**Passage**
I am sorry, if I am making something obviously wrong. I started learing during Advent of Code this December and know otherwise only Python, where I didn’t learn much of the types.

Unfortunately, the following doesn’t speed it up either

mutable struct opera_node_1{o,L}
    opera::o
    lef::L
end

mutable struct opera_node_2{o,L,R}
    opera::o
    lef::L
    rig::R
end

mutable struct const_leav
    value::Float64
end

mutable struct varia_leav
    value::Int64
end

eval_equation(eq::opera_node_1, vars, ops) = ops[1][eq.opera].(eval_equation(eq.lef, vars, ops))
eval_equation(eq::opera_node_2, vars, ops) = ops[2][eq.opera].(eval_equation(eq.lef, vars, ops), eval_equation(eq.rig, vars, ops))
eval_equation(eq::const_leav, vars, ops) = eq.value .* (vars[1] - vars[1])
eval_equation(eq::varia_leav, vars, ops) = cur_val = vars[eq.value]

vars = ((1.0, 2.0, 3.4, 4.1, 5.3, 6.3), (7.0, 2.0, 2.4, 1.1, 5.0, 6.4))
ops = ((sin, cos), (+, -, *, /))
eq1 = opera_node_2(1, varia_leav(1), varia_leav(2))

eval_equation(eq1, vars, ops)
@btime eval_equation($eq1, $vars, $ops)
# --> 224.294 ns (5 allocations: 416 bytes)

I checked with a profiler and got

using BenchmarkTools

abstract type equation_nodes end

struct opera_node{L, R} <: equation_nodes
    arity::Int64; opera::Int64
    lef::L; rig::R

    opera_node(a::Int64, o::Int64) = new{Nothing, Nothing}(a, o, nothing, nothing)
    opera_node(a::Int64, o::Int64, l::L) where {L} = new{L, Nothing}(a, o, l, nothing)
    opera_node(a::Int64, o::Int64, l::L, r::R) where {L, R} = new{L, R}(a, o, l, r)
end

struct const_leav <: equation_nodes
    value::Float64
end

struct varia_leav <: equation_nodes
    value::Int64
end

function eval_equation(eq, vars, ops)
    if typeof(eq) <: const_leav
        zeros = vars[1] .- vars[1]  # to get a 0.0-tuple of appropriate length
        cur_val = zeros .+ eq.value # and ensure to return always same type

    elseif typeof(eq) <: varia_leav
        cur_val = vars[eq.value]

    elseif eq.arity == 1
        lef = eval_equation(eq.lef, vars, ops)
        cur_val = ops[eq.opera].(lef)

    elseif eq.arity == 2
        lef = eval_equation(eq.lef, vars, ops)
        rig = eval_equation(eq.rig, vars, ops)
        cur_val = ops[eq.opera].(lef, rig)
    else

        cur_val = nothing
    end

    return cur_val
end

@btime eval_equation(eq1, vars, ops) setup = (
    eq1 = opera_node(2, 1, varia_leav(1), varia_leav(2));
    vars = ((1.0, 2.0, 3.4, 4.1, 5.3, 6.3), (7.0, 2.0, 2.4, 1.1, 5.0, 6.4));
    ops = (+, -, *, /, cos) 
)

yielding

  1.200 ns (0 allocations: 0 bytes)

**Required task 1**
Find every line in the records below that contains the string "frame", with matching case, and copy each of those lines.
**Required task 2**
Go on with the forum post above about speeding up the Julia equation evaluator, picking up right after its last line.

**Lines of data**
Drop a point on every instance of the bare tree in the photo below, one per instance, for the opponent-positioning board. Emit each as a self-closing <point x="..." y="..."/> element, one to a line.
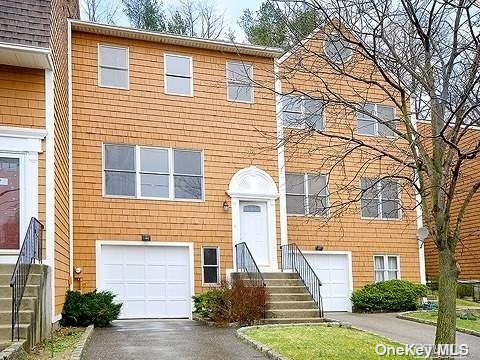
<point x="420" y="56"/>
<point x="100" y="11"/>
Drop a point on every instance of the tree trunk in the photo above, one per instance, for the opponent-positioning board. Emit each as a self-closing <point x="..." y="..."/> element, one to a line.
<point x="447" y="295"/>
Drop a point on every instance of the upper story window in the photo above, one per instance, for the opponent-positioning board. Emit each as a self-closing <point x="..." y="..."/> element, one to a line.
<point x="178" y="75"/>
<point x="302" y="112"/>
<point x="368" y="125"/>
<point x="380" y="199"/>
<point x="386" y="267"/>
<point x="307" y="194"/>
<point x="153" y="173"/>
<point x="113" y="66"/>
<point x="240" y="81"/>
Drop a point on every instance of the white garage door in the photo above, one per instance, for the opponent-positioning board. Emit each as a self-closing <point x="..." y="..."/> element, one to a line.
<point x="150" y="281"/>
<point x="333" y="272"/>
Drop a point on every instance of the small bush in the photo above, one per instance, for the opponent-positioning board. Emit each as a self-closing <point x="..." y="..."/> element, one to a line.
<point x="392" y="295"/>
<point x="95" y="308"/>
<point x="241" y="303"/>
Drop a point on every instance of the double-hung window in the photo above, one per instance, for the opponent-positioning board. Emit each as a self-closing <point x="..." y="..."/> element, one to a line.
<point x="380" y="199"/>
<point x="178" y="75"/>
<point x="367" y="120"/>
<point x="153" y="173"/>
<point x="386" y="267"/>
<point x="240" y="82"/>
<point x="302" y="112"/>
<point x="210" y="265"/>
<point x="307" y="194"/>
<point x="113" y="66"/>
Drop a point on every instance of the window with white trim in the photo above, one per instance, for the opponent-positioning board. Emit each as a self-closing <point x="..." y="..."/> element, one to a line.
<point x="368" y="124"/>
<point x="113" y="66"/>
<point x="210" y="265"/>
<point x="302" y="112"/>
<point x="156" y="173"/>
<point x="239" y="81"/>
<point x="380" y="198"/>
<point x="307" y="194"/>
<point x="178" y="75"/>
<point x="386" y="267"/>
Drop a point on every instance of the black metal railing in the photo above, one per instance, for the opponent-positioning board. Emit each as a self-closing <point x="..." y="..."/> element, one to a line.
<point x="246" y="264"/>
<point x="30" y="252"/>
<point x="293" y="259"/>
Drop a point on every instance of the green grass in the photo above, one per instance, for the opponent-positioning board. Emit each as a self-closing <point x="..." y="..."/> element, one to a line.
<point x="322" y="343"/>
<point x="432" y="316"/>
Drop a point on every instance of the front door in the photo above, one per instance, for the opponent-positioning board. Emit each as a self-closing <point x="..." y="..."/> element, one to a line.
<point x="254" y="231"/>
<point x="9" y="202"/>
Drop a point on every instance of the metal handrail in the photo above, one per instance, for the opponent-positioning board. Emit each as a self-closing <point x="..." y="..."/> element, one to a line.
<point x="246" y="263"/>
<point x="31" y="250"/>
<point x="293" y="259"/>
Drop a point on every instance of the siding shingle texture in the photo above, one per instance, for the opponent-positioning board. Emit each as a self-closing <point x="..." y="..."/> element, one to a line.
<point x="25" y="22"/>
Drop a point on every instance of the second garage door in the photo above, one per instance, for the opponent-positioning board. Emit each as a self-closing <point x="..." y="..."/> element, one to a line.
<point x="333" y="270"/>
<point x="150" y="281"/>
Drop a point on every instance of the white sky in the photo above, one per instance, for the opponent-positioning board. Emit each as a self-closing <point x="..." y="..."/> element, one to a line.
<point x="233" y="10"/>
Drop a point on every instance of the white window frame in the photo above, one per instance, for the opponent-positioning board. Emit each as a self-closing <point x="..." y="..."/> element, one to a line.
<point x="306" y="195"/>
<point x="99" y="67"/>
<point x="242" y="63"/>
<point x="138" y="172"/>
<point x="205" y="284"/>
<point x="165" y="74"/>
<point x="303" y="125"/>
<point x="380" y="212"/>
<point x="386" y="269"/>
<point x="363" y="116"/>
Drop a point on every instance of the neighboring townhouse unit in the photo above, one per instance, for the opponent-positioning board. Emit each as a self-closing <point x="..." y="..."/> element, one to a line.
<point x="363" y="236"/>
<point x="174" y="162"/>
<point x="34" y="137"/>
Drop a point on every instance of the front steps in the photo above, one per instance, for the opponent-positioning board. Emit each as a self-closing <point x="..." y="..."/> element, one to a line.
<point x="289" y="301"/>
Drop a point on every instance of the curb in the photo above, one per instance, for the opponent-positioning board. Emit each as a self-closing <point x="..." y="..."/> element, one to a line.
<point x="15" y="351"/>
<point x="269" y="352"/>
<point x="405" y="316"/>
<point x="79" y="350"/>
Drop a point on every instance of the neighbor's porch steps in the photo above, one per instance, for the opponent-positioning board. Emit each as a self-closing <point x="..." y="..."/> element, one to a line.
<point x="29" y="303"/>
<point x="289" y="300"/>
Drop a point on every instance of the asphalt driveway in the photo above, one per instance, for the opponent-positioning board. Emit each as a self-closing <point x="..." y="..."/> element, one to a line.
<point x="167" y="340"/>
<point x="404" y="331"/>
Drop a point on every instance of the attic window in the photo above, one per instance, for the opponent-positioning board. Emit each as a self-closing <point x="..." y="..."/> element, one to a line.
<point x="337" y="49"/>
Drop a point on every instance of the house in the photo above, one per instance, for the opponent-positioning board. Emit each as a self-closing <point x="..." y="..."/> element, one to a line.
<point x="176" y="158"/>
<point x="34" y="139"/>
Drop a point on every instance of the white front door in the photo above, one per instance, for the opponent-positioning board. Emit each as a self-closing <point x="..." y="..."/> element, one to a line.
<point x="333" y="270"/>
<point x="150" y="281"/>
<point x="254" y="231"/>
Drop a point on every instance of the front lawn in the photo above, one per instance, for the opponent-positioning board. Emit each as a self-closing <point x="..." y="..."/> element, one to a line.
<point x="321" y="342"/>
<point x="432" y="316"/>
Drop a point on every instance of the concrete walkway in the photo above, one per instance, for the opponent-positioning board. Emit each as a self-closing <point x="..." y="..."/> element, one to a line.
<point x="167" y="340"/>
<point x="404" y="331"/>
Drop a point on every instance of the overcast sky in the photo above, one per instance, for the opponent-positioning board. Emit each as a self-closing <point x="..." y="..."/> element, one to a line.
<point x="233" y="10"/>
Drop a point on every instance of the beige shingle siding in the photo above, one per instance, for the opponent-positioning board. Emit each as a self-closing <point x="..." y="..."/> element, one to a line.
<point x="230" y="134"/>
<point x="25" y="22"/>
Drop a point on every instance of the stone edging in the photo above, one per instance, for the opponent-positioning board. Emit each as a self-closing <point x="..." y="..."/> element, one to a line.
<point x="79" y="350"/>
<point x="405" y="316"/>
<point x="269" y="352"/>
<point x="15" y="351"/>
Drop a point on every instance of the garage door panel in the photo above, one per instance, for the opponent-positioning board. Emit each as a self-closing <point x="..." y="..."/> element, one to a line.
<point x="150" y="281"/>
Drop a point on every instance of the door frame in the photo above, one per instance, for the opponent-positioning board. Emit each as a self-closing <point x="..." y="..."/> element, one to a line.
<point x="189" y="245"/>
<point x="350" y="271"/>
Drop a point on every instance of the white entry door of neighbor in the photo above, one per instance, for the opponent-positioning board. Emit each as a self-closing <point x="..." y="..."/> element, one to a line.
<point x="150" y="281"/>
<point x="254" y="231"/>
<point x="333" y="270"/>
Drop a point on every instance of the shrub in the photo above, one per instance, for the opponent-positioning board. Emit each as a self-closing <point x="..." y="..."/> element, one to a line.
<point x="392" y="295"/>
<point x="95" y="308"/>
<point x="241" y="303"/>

**Response 1**
Drop a point on every instance of the white window frame in the photo above, one per instance, for the opponent-positioning board. Emit each as a self-closing <point x="..." y="..."/> element, one to a line.
Drop a point on every instance of the door frame in the photo above, one per instance, for the opponent-positioning board. Emit each as a self-closing <point x="..." y="..."/> element, one to a line.

**Response 2**
Edit: eliminated the last allocation via benchmark setup, now constant propagation does it’s job :slight_smile:

Thanks you for your input. That really clarified if for me how the type syntax should be in this case. But somehow I get a wierd behavior with this solution. When I execute the exact code I get

0.001 ns (0 allocations: 0 bytes)

, which seems a little unrealistic and if I do the following

function scaling(eq1, vars, ops)
    for i = 1:1000
        eval_equation(eq1, vars, ops)
    end
end

@btime scaling(eq1, vars, ops) setup = (
    eq1 = opera_node(2, 1, varia_leav(1), varia_leav(2));
    vars = ((1.0, 2.0, 3.4, 4.1, 5.3, 6.3), (7.0, 2.0, 2.4, 1.1, 5.0, 6.4));
    ops = (+, -, *, /, cos) 
)
# -> 222.166 μs (5000 allocations: 406.25 KiB)

it doesn’t seem to scale the way it’s supposed to.
Your input helped me already very much :slight_smile:

Profiler shows something similar to

Only improvement I see in the current design is hard coding dispatch to ops like

function eval_equation(eq, vars, ops)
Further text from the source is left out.